▶ **Task prompt**
Copy every record exactly, leaving the pictures out.

Dataset items

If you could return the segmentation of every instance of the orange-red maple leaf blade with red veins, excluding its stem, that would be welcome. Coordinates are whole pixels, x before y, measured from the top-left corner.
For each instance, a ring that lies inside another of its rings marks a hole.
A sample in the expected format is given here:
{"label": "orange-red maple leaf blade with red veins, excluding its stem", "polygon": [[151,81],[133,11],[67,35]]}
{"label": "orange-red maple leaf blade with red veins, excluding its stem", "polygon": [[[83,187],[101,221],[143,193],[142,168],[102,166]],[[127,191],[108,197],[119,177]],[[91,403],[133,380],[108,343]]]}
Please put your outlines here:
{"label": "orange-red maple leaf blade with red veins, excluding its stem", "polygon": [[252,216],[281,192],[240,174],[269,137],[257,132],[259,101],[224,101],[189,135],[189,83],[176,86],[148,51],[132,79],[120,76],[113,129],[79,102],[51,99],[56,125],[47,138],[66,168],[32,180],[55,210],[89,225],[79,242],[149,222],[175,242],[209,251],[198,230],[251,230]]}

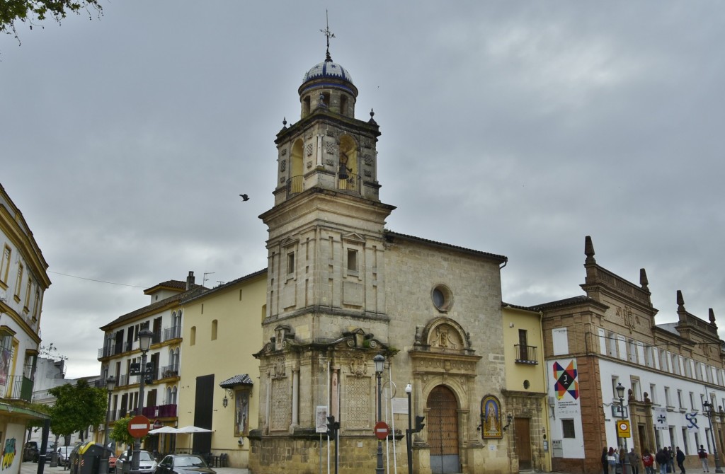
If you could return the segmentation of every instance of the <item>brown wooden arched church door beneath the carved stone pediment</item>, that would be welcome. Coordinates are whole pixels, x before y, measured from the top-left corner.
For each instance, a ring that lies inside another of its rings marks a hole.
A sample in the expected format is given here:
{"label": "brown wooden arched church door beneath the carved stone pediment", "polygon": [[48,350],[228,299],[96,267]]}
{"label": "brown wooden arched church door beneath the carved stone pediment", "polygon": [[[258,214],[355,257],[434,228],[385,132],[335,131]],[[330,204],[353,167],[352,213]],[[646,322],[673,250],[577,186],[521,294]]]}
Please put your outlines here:
{"label": "brown wooden arched church door beneath the carved stone pediment", "polygon": [[439,385],[428,395],[428,446],[433,474],[460,472],[458,402],[450,388]]}

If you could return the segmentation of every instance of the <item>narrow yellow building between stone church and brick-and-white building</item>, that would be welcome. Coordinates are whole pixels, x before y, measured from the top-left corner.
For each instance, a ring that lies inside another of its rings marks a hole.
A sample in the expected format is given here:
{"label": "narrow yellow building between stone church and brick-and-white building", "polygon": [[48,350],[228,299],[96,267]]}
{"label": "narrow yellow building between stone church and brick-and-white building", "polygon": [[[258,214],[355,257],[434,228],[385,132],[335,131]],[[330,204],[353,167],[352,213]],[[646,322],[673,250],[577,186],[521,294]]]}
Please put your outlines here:
{"label": "narrow yellow building between stone church and brick-and-white building", "polygon": [[[512,471],[551,470],[541,314],[503,304],[506,397]],[[510,417],[510,418],[509,418]]]}

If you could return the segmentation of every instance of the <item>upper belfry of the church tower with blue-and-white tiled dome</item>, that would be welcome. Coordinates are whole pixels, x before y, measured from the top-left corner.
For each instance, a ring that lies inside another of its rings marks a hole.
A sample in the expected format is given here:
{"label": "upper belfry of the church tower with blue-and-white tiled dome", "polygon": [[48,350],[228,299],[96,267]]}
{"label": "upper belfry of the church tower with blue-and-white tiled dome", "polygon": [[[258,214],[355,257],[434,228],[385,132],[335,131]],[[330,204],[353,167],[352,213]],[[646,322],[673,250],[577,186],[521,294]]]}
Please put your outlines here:
{"label": "upper belfry of the church tower with blue-and-white tiled dome", "polygon": [[278,182],[275,205],[311,188],[344,192],[379,201],[373,120],[355,118],[357,87],[334,62],[328,49],[323,62],[305,73],[299,86],[300,120],[277,134]]}

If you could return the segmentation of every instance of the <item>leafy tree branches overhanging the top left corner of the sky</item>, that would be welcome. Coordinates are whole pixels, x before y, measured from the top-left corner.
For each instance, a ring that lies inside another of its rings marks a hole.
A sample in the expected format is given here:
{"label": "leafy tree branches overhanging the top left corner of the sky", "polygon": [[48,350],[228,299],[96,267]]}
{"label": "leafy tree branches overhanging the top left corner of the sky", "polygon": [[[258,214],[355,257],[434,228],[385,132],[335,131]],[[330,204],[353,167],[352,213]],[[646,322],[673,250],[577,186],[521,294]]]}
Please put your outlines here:
{"label": "leafy tree branches overhanging the top left corner of the sky", "polygon": [[[33,25],[48,17],[60,23],[67,14],[95,10],[99,15],[102,7],[99,0],[0,0],[0,33],[7,33],[17,39],[17,22]],[[43,28],[41,26],[41,28]]]}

▶ **Answer below**
If you could return the segmentation of every instance of the orange-red maple leaf blade with red veins, excluding its stem, that would be welcome. Coordinates are whole pixels, x before y, measured from the top-left corner.
For each instance, a ring that lies inside another of its rings marks a hole.
A sample in the expected format is given here:
{"label": "orange-red maple leaf blade with red veins, excluding its stem", "polygon": [[151,81],[133,11],[67,35]]}
{"label": "orange-red maple leaf blade with red veins, excluding its stem", "polygon": [[[83,187],[101,221],[143,193],[142,168],[102,166]],[[127,191],[108,197],[119,177]],[[91,403],[133,380],[108,343]]]}
Please put your outlines here:
{"label": "orange-red maple leaf blade with red veins, excluding its stem", "polygon": [[252,216],[281,192],[240,174],[269,137],[257,132],[259,101],[224,101],[189,135],[189,83],[176,86],[148,51],[132,79],[120,76],[113,129],[79,102],[51,99],[56,125],[47,138],[66,168],[32,180],[55,210],[89,225],[79,242],[149,222],[175,242],[209,251],[198,230],[251,230]]}

If you could return the segmentation of every instance of the <item>brown wooden arched church door beneath the carved stone pediment</item>, that would be welcome. Coordinates are whole pixels, x before y, measured from the top-left corner.
For each instance, a ring that lies inside another of its rings marks a hole.
A sample in the expected format is given here:
{"label": "brown wooden arched church door beneath the carved stone pediment", "polygon": [[48,350],[228,299],[96,267]]}
{"label": "brown wooden arched church door beneath the carved stone pediment", "polygon": [[[258,214],[355,257],[434,228],[385,132],[335,131]],[[330,204],[353,167],[352,213]],[[646,322],[673,250],[577,186],[521,294]]]}
Please put your outlines here:
{"label": "brown wooden arched church door beneath the carved stone pediment", "polygon": [[439,385],[428,395],[428,446],[433,474],[460,472],[458,402],[450,388]]}

If you could return the segmentation of every instance of the <item>narrow yellow building between stone church and brick-and-white building</item>, that would be welcome. Coordinates are whole pixels, x before y, measured from the top-left corner.
For each instance, a ring that lies inside another of its rings marks a hole.
A sample in the expected format is given here:
{"label": "narrow yellow building between stone church and brick-and-white building", "polygon": [[48,350],[228,299],[96,267]]}
{"label": "narrow yellow building between stone church and brick-and-white building", "polygon": [[[258,214],[355,257],[434,228],[385,132],[335,131]],[[330,204],[353,167],[352,213]],[[646,322],[673,250],[577,186],[521,294]]]}
Please put your outlines here:
{"label": "narrow yellow building between stone church and brick-and-white building", "polygon": [[[512,471],[551,470],[541,314],[503,304],[506,397]],[[510,417],[510,418],[509,418]]]}

If you could return the segmentation of every instance of the <item>upper belfry of the church tower with blue-and-white tiled dome</item>, that would be welcome. Coordinates are whole pixels, x before y, measured from the top-left corner.
For each instance, a ring that lies inside another of its rings marks a hole.
A sample in the expected format is given here:
{"label": "upper belfry of the church tower with blue-and-white tiled dome", "polygon": [[48,350],[228,299],[96,267]]}
{"label": "upper belfry of the church tower with blue-and-white tiled dome", "polygon": [[[258,214],[355,257],[434,228],[385,132],[335,131]],[[330,204],[353,167],[352,213]],[[646,322],[673,250],[577,186],[521,294]]]}
Please put your outlines here:
{"label": "upper belfry of the church tower with blue-and-white tiled dome", "polygon": [[278,182],[275,205],[311,188],[344,192],[379,201],[373,120],[355,118],[357,87],[334,62],[328,49],[323,62],[305,73],[299,86],[300,120],[277,134]]}

If you could return the segmentation of every instance of the <item>leafy tree branches overhanging the top left corner of the sky</item>, that would be welcome. Coordinates are whole pixels, x before y, measured from the top-left corner.
For each instance, a ring that lies inside another of its rings marks a hole.
A sample in the expected format is given here:
{"label": "leafy tree branches overhanging the top left corner of the sky", "polygon": [[48,350],[228,299],[96,267]]}
{"label": "leafy tree branches overhanging the top left corner of the sky", "polygon": [[[258,214],[355,257],[434,228],[385,132],[335,131]],[[330,204],[353,167],[352,213]],[[646,322],[673,250],[577,186],[521,294]]]}
Please put your outlines here:
{"label": "leafy tree branches overhanging the top left corner of the sky", "polygon": [[[33,25],[48,17],[60,23],[67,14],[95,10],[99,15],[102,7],[99,0],[0,0],[0,33],[7,33],[17,39],[17,22]],[[43,28],[41,26],[41,28]]]}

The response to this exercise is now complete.